### Requirement
Copy the data word for word, keeping every line.

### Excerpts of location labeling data

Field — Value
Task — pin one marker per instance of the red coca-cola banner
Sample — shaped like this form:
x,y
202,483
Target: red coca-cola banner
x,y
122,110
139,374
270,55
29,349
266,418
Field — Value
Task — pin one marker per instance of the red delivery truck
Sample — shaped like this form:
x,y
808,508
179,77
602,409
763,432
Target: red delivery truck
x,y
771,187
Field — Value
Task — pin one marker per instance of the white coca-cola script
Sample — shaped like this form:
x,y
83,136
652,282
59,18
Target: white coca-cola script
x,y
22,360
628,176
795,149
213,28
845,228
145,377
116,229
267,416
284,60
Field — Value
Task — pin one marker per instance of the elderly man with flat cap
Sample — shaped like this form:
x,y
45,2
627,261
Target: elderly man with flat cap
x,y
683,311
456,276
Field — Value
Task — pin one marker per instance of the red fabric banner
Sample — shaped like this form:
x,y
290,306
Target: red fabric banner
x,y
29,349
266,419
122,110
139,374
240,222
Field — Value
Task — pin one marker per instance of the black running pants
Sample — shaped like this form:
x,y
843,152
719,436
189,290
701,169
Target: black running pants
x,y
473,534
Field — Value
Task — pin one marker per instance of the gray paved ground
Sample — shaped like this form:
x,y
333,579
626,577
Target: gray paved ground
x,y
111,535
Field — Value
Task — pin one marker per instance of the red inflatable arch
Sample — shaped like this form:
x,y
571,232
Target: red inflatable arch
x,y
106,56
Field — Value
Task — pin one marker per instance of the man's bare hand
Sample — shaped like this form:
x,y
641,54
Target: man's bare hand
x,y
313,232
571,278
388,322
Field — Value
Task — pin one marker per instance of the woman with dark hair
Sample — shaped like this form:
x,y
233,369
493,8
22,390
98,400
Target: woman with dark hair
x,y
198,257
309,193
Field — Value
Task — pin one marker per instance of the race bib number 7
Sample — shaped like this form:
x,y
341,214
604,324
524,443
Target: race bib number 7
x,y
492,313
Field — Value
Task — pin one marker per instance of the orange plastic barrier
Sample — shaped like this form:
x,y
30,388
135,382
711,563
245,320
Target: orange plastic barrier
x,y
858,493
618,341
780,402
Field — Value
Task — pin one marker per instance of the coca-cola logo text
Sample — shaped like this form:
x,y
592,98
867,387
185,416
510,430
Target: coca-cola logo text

### Answer in full
Field — Value
Task — pin one marker per instance of the red coca-cola banner
Sample — shaped like this form:
x,y
202,483
Target: red coca-cola banner
x,y
122,110
139,374
270,55
29,349
266,418
Field — Value
Task — pin one marker per instance of the red delivery truck
Sample — shaped like this form:
x,y
808,508
179,77
602,409
763,432
Target: red delivery truck
x,y
771,187
Field — Value
Task — pin one marker per instance of the white coca-cola script
Sample — shaped like this form:
x,y
83,136
652,282
59,18
Target: white coca-cola script
x,y
22,360
628,176
795,149
213,28
845,228
145,377
116,229
267,416
284,60
Field — Value
Task — pin one marker per instance of the elderly man with flat cap
Sample — shaped like this form:
x,y
45,2
627,261
Target: elderly man with flat cap
x,y
683,311
456,276
Field — Value
Task — pin one marker per instance of the red fabric banner
Sample — shaped like this form:
x,y
290,306
Target: red fabric banner
x,y
29,349
266,419
122,110
139,374
240,222
Field — Value
Task — pin one marker per instance of the black running pants
Sample — shaped like this form:
x,y
843,152
719,436
189,290
701,169
Target: black running pants
x,y
473,534
Field — Value
Task — pin one marker per instance of the gray paved ground
Sample — shaped like this form:
x,y
333,579
626,577
Target: gray paved ground
x,y
111,535
Field — Value
Task — pin one marker per instance of the red inflatable arch
Sample — shaped like this form:
x,y
571,232
Target: red inflatable arch
x,y
106,56
Field — Value
Task — pin one marker per instance of the man's bare hand
Sample — shaped like this form:
x,y
641,54
Target: man's bare hand
x,y
313,232
571,278
388,322
Field — Value
Task — pin one marker per instance of the woman with dark hair
Sample — shaped like this form:
x,y
233,369
493,8
22,390
98,400
Target: woman with dark hair
x,y
198,257
309,193
Field — Value
Task — pin one marker per instance of the race bib number 7
Sample — shaped like this form:
x,y
341,214
604,324
524,443
Target: race bib number 7
x,y
492,313
Field — Value
Task — pin one marker per instance of the orange plastic barrier
Sample — shaped like this form:
x,y
30,388
135,382
711,563
245,320
Target: orange plastic barrier
x,y
858,493
618,341
780,402
Field — Value
Task — pin one marker per instance of the coca-cola logo text
Sample — shaped like this form:
x,y
592,98
867,387
185,416
510,430
Target: coca-cola logo text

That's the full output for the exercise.